Source extract:
------------------------------------
Three years later and Chris spent the night performing with his beard, giving Americans what they crave so much: authenticity. That’s the secret behind the dreaded “A Star Is Born” reboot, it is the one thing in the age of Trump that both the Red States and the Blue States want. We might be able to fool themselves that the weakest in society are a threat, but can’t convince ourselves that fear mongering is a real, cowboy, God and country, frontier vibe: we need somebody to wash the stench of cowardice off us. It has sullied the USA’s sense of itself as a force for good and so Chris represents something pure: a man who emerged from his blue collar, lung blasted, coal mines hometown to stardom, pulled through by his father and father’s father, into the the exquisite preset for American male artistry: country singer.
------------------------------------
Continue the passage about Chris and American authenticity, starting right after its final sentence.
------------------------------------
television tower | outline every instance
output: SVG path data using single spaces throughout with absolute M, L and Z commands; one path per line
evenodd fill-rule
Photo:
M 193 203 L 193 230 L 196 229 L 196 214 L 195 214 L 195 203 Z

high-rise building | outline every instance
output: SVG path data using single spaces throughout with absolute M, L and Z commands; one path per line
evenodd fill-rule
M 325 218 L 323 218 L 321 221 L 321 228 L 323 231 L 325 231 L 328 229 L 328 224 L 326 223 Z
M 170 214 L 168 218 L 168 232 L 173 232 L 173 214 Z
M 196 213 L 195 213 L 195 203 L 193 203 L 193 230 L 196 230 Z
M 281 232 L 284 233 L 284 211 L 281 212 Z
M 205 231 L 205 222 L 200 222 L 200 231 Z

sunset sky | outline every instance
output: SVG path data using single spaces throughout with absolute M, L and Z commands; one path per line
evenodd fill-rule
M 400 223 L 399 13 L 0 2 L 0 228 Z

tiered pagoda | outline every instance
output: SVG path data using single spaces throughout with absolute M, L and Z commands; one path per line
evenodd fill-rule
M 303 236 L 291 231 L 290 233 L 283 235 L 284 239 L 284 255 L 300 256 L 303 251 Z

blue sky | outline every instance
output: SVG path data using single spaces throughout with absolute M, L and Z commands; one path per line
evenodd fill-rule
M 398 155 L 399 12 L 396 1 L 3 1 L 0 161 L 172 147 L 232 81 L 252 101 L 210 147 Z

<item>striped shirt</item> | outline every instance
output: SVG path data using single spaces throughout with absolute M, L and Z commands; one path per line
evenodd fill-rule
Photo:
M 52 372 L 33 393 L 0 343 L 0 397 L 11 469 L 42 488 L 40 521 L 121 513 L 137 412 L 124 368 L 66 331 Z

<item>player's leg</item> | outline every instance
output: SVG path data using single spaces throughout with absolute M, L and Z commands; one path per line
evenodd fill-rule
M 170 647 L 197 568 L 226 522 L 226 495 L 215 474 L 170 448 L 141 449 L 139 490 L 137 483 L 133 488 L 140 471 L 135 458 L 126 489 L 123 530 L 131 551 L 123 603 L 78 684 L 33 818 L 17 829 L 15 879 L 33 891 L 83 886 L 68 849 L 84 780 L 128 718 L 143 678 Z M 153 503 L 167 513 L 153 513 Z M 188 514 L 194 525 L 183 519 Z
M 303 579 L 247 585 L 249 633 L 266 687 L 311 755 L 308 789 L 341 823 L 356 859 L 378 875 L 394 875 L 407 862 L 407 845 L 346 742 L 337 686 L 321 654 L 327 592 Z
------------------------------------
Response box:
I missed Brent Cobb, but did see Marty Stuart & the Fabulous Superlatives for the second time in a little over a month. Marty performed with Roger and Chris Hillman at the “Sweetheart Of The Rodeo” gig in September, he held his own with the Byrds boys and was better than Chris last night: A genre spanning, head turning, guitar bursting half hour of everything we love about country and country rock. When he joined Chris halfway through Chris’ set for “Now That’s Country”  and, in one of the truly great moments, Rodney Crowell’s “I Ain’t Livin’ Long Like This,” Chris was  a good sport and he shared his stage with generosity and Marty took it and played fire with fire. Chris was rewarded momentum that pulled him to a two song acoustic moment that made sense of his phenomenal success. “Whiskey And You” and “Drunkard’s Prayer” was where Chris stepped back from his relentlessly disinteresting blues country boogies, and caught the songs in mid-flight. The band returned to the stage for his most recent hit “Broken Halos”.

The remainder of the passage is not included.